#### Source excerpt:
((
Consider using natural gas as the fuel, along with oxygen. It will serve you perfectly well, and you don't run out of fuel in the middle of a project. Of course, you must still provide oxygen, where you face the same problem, but you cut in half the chance it will happen. I had two oxygen cylinders to avoid the problem of running out. 

When you use acetylene, which has a lot of carbon in its makeup, you run the risk of liberating carbon that is not bound to another gas (soot). In melting platinum, the carbon can form compounds known as carbides, making the platinum hard and brittle. If you understand how to set a torch so you are using an oxidizing flame instead of a reducing flame, that may not be an issue. 

A smoky torch is best not applied to platinum to insure you don't form carbides, but then a smoky torch would lack the necessary heat. The problem comes from one that is only slightly out of balance, yielding a small amount of free carbon. 

Harold


----------



## Irons (Mar 14, 2009)

If you set the flame on your torch to be oxidizing, it may work ok, since Platinum won't oxidize.

Oxy-hydrogen or as Harold recommended, Natural Gas.

Even with natural Gas, if you use a reducing flame, you can still have problems because Carbon Monoxide can react with Platinum Group metals in the same way that Nickel does, to form Carbonyls.
A reducing flame probably won't melt it anyway, so the argument could be that it isn't an issue.

http://www.esabna.com/euweb/oxy_handbook/589oxy4_1.htm


----------



## Lou (Mar 15, 2009)

The chief issue when melting PGMs is that you have a reducing flame when you heat the sponge. Then you risk forming carbides and/or carbonyls.

Oxy methane and oxy propane are just fine for melting platinum and palladium. However, if you are heating any thin sheet or making anything that is to be fabricated and not remelted--it is important to use oxygen and hydrogen.


Lou


----------
))
#### Directions:
1. In the thread on melting platinum, what compounds can free carbon form with platinum when it is melted?
2. Reproduce word for word the passage of the thread on melting platinum starting at "Consider using natural" and ending at "be an issue.".
The material after this point comes from a separate source.

#### Supplied material:
((
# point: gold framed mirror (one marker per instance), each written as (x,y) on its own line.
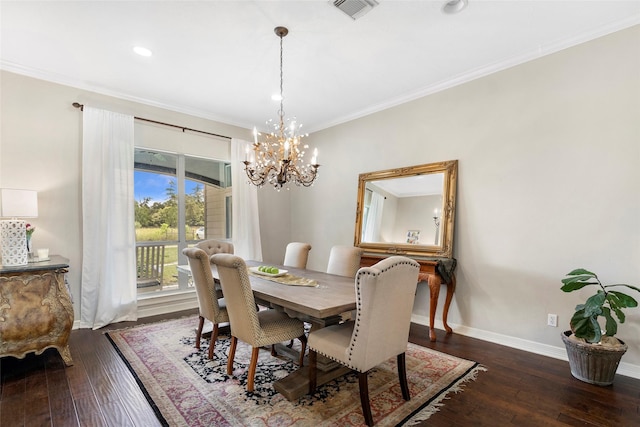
))
#### Full answers:
1. Carbides, which make the platinum hard and brittle.

2.
Consider using natural gas as the fuel, along with oxygen. It will serve you perfectly well, and you don't run out of fuel in the middle of a project. Of course, you must still provide oxygen, where you face the same problem, but you cut in half the chance it will happen. I had two oxygen cylinders to avoid the problem of running out. 

When you use acetylene, which has a lot of carbon in its makeup, you run the risk of liberating carbon that is not bound to another gas (soot). In melting platinum, the carbon can form compounds known as carbides, making the platinum hard and brittle. If you understand how to set a torch so you are using an oxidizing flame instead of a reducing flame, that may not be an issue.